* Da svolgere
1. Nel brano sul d.lgs. n. 17/2019, che data porta questo decreto legislativo?
2. Modifica il tratto del brano sul d.lgs. n. 17/2019 che comincia con "Le novità del" e prosegue fino a "sicuri ed efficaci.": riscrivilo mettendo "affidabili" al posto di "sicuri".

── Brano proposto ──

Le novità del d.lgs. n. 17/2019 e nelle recenti sentenze in materia

Il decreto legislativo 19 febbraio 2019, n. 17, di seguito d.lgs. n. 17/2019, ha lo scopo di “armonizzare” l’ordinamento giuridico italiano alle disposizioni del regolamento (Ue) n. 2016/425 del Parlamento europeo e del Consiglio, del 9 marzo 2016, in materia di dispositivi di protezione individuali (DPI). L’intervento legislativo ha lo scopo di semplificare e chiarire il quadro regolatorio italiano vigente, a partire dal d.lgs. n. 81/2008, favorendo la diffusione e vendita di DPI ancora più sicuri ed efficaci.

Se, infatti, la fonte comunitaria (il Regolamento) non avrebbe avuto – per sua natura – bisogno di un atto avente valore di legge per operare in Italia (cosa, invece, necessaria rispetto alle direttive, fonti che necessitano di un provvedimento di recepimento da parte dei Paesi UE), era comunque opportuno chiarire, cosa che ha fatto il d.lgs. n. 17/2019, in quali termini il Regolamento DPI abbia “impattato” sulla vigente normativa. Dal punto di vista pratico il decreto legislativo in commento conferma e, anzi, rende più severi gli obblighi a carico dei costruttori e dei distributori dei DPI, aumentando notevolmente le sanzioni in caso di inosservanza dei rispettivi inadempimenti, e apporta modifiche meno numerose ma in ogni caso rilevanti agli obblighi degli utilizzatori dei DPI, quali individuati dal d.lgs. n. 81/2008.

───
── Righe del dataset ──

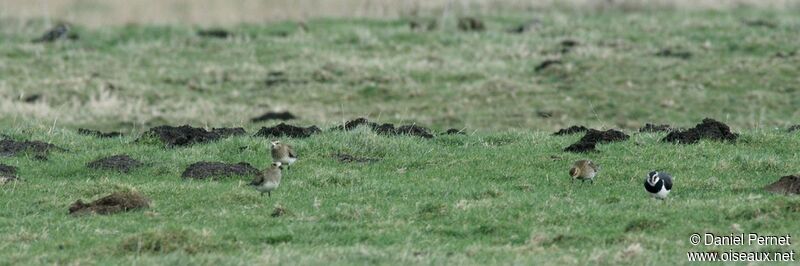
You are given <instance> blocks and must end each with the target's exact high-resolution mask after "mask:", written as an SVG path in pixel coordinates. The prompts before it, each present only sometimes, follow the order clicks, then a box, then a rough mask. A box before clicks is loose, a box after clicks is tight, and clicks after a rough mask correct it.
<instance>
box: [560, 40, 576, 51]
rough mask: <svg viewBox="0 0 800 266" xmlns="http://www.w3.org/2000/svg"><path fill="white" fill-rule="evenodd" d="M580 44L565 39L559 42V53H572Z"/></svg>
mask: <svg viewBox="0 0 800 266" xmlns="http://www.w3.org/2000/svg"><path fill="white" fill-rule="evenodd" d="M579 44H580V43H579V42H578V41H576V40H570V39H566V40H563V41H561V53H562V54H566V53H569V52H571V51H572V49H573V48H575V47H577V46H578V45H579Z"/></svg>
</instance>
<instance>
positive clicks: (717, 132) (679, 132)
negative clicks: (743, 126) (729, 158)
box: [661, 118, 739, 144]
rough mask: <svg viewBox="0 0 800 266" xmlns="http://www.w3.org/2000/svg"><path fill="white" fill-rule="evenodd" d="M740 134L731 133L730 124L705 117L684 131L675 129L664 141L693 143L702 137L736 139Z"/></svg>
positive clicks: (729, 140) (661, 140)
mask: <svg viewBox="0 0 800 266" xmlns="http://www.w3.org/2000/svg"><path fill="white" fill-rule="evenodd" d="M738 137H739V136H738V135H736V134H735V133H731V128H730V127H728V125H726V124H724V123H722V122H719V121H716V120H714V119H711V118H706V119H703V122H702V123H700V124H697V125H696V126H695V127H694V128H691V129H688V130H684V131H673V132H671V133H669V134H668V135H667V136H666V137H664V139H662V140H661V141H663V142H672V143H681V144H692V143H697V142H698V141H700V140H701V139H709V140H718V141H736V138H738Z"/></svg>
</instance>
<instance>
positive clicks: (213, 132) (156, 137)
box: [139, 125, 222, 147]
mask: <svg viewBox="0 0 800 266" xmlns="http://www.w3.org/2000/svg"><path fill="white" fill-rule="evenodd" d="M148 138H156V139H158V140H160V141H161V142H162V143H164V144H165V145H166V146H167V147H177V146H188V145H192V144H197V143H207V142H212V141H216V140H218V139H220V138H222V137H221V136H220V134H219V133H216V132H210V131H207V130H205V129H203V128H197V127H191V126H189V125H183V126H179V127H174V126H158V127H153V128H150V130H148V131H147V132H145V133H144V135H143V136H142V138H140V139H139V140H140V141H141V140H143V139H148Z"/></svg>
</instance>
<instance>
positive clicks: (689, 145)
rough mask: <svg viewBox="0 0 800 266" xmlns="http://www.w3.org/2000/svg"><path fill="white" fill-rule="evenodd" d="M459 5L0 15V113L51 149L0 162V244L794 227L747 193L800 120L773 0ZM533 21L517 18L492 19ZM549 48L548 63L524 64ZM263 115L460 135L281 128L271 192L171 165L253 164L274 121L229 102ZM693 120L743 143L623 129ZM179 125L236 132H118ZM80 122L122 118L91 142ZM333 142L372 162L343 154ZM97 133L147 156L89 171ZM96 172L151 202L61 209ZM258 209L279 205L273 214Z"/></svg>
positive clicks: (250, 244)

───

* Risposte in ordine
1. 19 febbraio 2019.

2.
Le novità del d.lgs. n. 17/2019 e nelle recenti sentenze in materia

Il decreto legislativo 19 febbraio 2019, n. 17, di seguito d.lgs. n. 17/2019, ha lo scopo di “armonizzare” l’ordinamento giuridico italiano alle disposizioni del regolamento (Ue) n. 2016/425 del Parlamento europeo e del Consiglio, del 9 marzo 2016, in materia di dispositivi di protezione individuali (DPI). L’intervento legislativo ha lo scopo di semplificare e chiarire il quadro regolatorio italiano vigente, a partire dal d.lgs. n. 81/2008, favorendo la diffusione e vendita di DPI ancora più affidabili ed efficaci.